-- BEGIN PROVIDED PASSAGE --
Penn State has long been considered a national program on the same tier with Alabama, USC, Texas, Ohio State, Oklahoma and others. The forecast today is that Penn State will be nationally irrelevant for the next decade or more.
Fair? Unfair? A rush to judgment? Excessive? Inadequate?
All those questions have been debated relentlessly since the NCAA announced the penalties Monday morning. The debate will be continue. The NCAA has never taken down a program the way it took down Penn State, especially considering Paterno's status as Saint Joe.
The overdue/overkill discussion will rage for days, weeks, months, years.
Just like the deification of Joe Paterno continued for years. It wasn't simply Jim Murray. It was Red Smith, Dave Anderson, Dan Jenkins, everybody. Read parts of those columns again today, and remember that everybody bought into the Joe Paterno Story.
Anderson, who won a Pulitzer Prize for commentary at the New York Times, wrote that Paterno would be the perfect choice as the next coach of the New York Giants. The Giants "needed" Paterno. Smith, another legendary Timesman, wrote a similar column.
Rick Reilly has been named national sports writer of the year 11 times. One of his first signature stories was a Sports Illustrated cover piece about Paterno, when SI named the coach the national sports writer of the year in 1986.
This is just one thing Reilly said about Paterno: "In an era of college football in which it seems everybody's hand is either in the till or balled up in a fist, Paterno sticks out like a clean thumb."
Joe Posnanski, another national sports writer of the year, just finished a book about Paterno that started as a project about a coach who "changed the country, one football player at a time."
According to the New York Times, the book's promotional material actually said that.
Nobody on press row writes funny stuff better than Dan Jenkins. Even Jenkins got serious when writing about Paterno: "He will look like a New York City detective and talk like a social worker. More than that, he will like the idea of having players on his team who can read."
More? No problem. Furman Bisher grew up in the South, a man who covered a ton of Southeastern Conference football for the Atlanta Journal-Constitution. Bisher wrote that he considered Paterno a friend. He wrote that visitors needed to travel to State College, Pa., "to get an eyeful of how it's done or how it should be done."
There was more. Much more. But today there is mainly this reminder:
If Paterno and Penn State football can be turned upside down, any coach and program can go down.
-- END PROVIDED PASSAGE --
# CHALLENGE A
Extract every line of the records below, keeping each one unchanged.
The records come from a separate source and have no connection to the column on Penn State and Joe Paterno.
-- BEGIN ENTRIES SHOWN --
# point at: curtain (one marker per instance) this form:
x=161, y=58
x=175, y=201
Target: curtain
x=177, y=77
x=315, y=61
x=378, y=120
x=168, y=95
-- END ENTRIES SHOWN --
# CHALLENGE B
Copy the Paterno column word for word from "Penn State has" to "Joe Paterno Story.".

# WRITTEN RESPONSE A
# point at: curtain (one marker per instance) this form:
x=161, y=58
x=175, y=201
Target: curtain
x=177, y=77
x=315, y=61
x=378, y=120
x=168, y=95

# WRITTEN RESPONSE B
Penn State has long been considered a national program on the same tier with Alabama, USC, Texas, Ohio State, Oklahoma and others. The forecast today is that Penn State will be nationally irrelevant for the next decade or more.
Fair? Unfair? A rush to judgment? Excessive? Inadequate?
All those questions have been debated relentlessly since the NCAA announced the penalties Monday morning. The debate will be continue. The NCAA has never taken down a program the way it took down Penn State, especially considering Paterno's status as Saint Joe.
The overdue/overkill discussion will rage for days, weeks, months, years.
Just like the deification of Joe Paterno continued for years. It wasn't simply Jim Murray. It was Red Smith, Dave Anderson, Dan Jenkins, everybody. Read parts of those columns again today, and remember that everybody bought into the Joe Paterno Story.